→ Aufgabe 1
Wie viele grundlegende Probleme sieht der Auszug bei der Rangliste, vor allem auf der Torwartposition?

------ Auszug

Im Grunde ist es mir völlig egal, wen die Redaktion des Kickers auf der Torhüter-Position auf welchem Rang oder Niveau sieht. Wirkliche Experten auf diesem Gebiet sind im Gremium augenscheinlich rar gesät.

Platzierungen werden häufig damit begründet, dass dieser oder jener Bundesliga-Keeper einen bestimmten Notenschnitt über die Saison verteilt hat – logischerweise vom selben Gremium vergeben, das am Ende die Jahresbilanz zieht.

Als würde ich als Grund für eine Gehaltserhöhung meinem Chef sagen, dass meine Kund*innen zwar nicht immer zufrieden mit mir sind, ich mir selbst aber immer Bestnoten geben würde und eine Gehaltserhöhung daher verdient habe.

Bei dieser Rangliste gibt es, vor allem auf der Torwartposition, zwei grundlegende Probleme.

------------
------ Datensätze

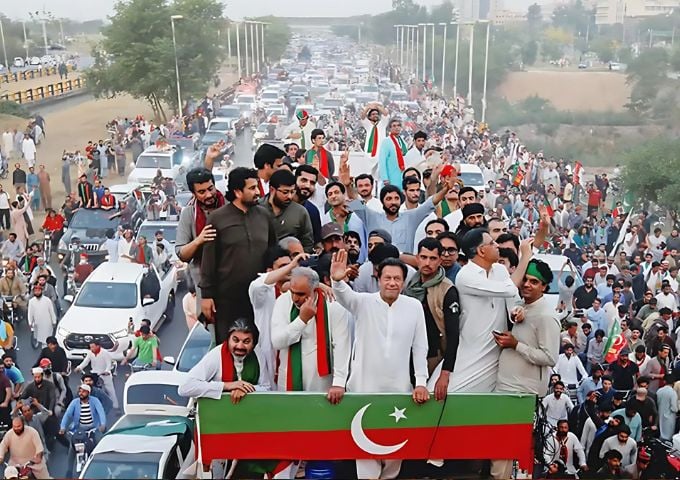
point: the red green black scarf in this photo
(400, 148)
(323, 346)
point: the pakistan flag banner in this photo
(306, 426)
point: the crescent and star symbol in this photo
(368, 445)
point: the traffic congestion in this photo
(335, 226)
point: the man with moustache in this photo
(243, 233)
(306, 177)
(193, 230)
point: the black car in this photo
(90, 225)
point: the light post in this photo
(472, 43)
(445, 25)
(4, 49)
(486, 70)
(424, 25)
(238, 51)
(455, 67)
(245, 35)
(174, 46)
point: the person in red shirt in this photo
(594, 200)
(54, 223)
(108, 201)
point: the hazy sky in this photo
(91, 9)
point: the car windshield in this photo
(155, 394)
(472, 179)
(196, 347)
(154, 161)
(220, 126)
(123, 465)
(228, 112)
(93, 218)
(149, 232)
(107, 295)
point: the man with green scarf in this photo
(439, 298)
(231, 367)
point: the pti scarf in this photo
(373, 140)
(323, 347)
(251, 367)
(345, 226)
(200, 217)
(323, 160)
(400, 148)
(418, 289)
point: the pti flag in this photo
(615, 343)
(305, 425)
(578, 173)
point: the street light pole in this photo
(245, 34)
(455, 67)
(472, 43)
(4, 49)
(180, 110)
(424, 25)
(444, 57)
(486, 70)
(238, 51)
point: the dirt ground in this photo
(70, 129)
(569, 90)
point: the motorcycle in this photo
(83, 443)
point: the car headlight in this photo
(121, 333)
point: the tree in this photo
(652, 172)
(530, 52)
(137, 55)
(534, 16)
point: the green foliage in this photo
(530, 52)
(652, 172)
(137, 55)
(13, 108)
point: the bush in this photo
(13, 108)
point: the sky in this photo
(93, 9)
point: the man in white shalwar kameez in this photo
(488, 296)
(263, 292)
(390, 328)
(41, 316)
(297, 316)
(29, 150)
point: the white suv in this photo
(111, 295)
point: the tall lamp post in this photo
(486, 70)
(445, 25)
(180, 110)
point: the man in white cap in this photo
(84, 413)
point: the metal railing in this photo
(35, 94)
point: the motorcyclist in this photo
(84, 413)
(12, 286)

------------

→ Aufgabe 2
Gib bitte die Zeilen der Datensätze von der Zeile mit „point: the crescent“ bis einschließlich der letzten Zeile der Datensätze erneut wieder, die Anweisungen eingeschlossen. Addiere dabei zu jeder Zahl der Koordinaten in den Antworten -74.

→ Ausgearbeitete Lösung 1
Zwei grundlegende Probleme.

→ Ausgearbeitete Lösung 2
point: the crescent and star symbol in this photo
(294, 371)
point: the traffic congestion in this photo
(261, 152)
point: the man with moustache in this photo
(169, 159)
(232, 103)
(119, 156)
point: the black car in this photo
(16, 151)
point: the light post in this photo
(398, -31)
(371, -49)
(-70, -25)
(412, -4)
(350, -49)
(164, -23)
(381, -7)
(171, -39)
(100, -28)
point: the person in red shirt in this photo
(520, 126)
(-20, 149)
(34, 127)
point: the hazy sky in this photo
(17, -65)
point: the car windshield in this photo
(81, 320)
(398, 105)
(122, 273)
(80, 87)
(146, 52)
(49, 391)
(154, 38)
(19, 144)
(75, 158)
(33, 221)
point: the man with green scarf in this photo
(365, 224)
(157, 293)
point: the pti scarf in this photo
(299, 66)
(249, 273)
(177, 293)
(271, 152)
(126, 143)
(249, 86)
(326, 74)
(344, 215)
point: the pti flag in this photo
(541, 269)
(231, 351)
(504, 99)
point: the street light pole in this photo
(171, -40)
(381, -7)
(398, -31)
(-70, -25)
(106, 36)
(350, -49)
(370, -17)
(412, -4)
(164, -23)
point: the dirt ground in this photo
(-4, 55)
(495, 16)
point: the motorcycle in this photo
(9, 369)
point: the car headlight in this photo
(47, 259)
point: the tree in this photo
(578, 98)
(456, -22)
(63, -19)
(460, -58)
point: the green foliage in this photo
(456, -22)
(578, 98)
(63, -19)
(-61, 34)
point: the bush in this photo
(-61, 34)
point: the sky in this photo
(19, -65)
point: the man in white shalwar kameez in this photo
(414, 222)
(189, 218)
(316, 254)
(-33, 242)
(223, 242)
(-45, 76)
point: the white suv in this photo
(37, 221)
point: the tall lamp post in this photo
(412, -4)
(371, -49)
(106, 36)
point: the man in white cap in this photo
(10, 339)
point: the metal railing in this photo
(-39, 20)
point: the motorcyclist in this photo
(10, 339)
(-62, 212)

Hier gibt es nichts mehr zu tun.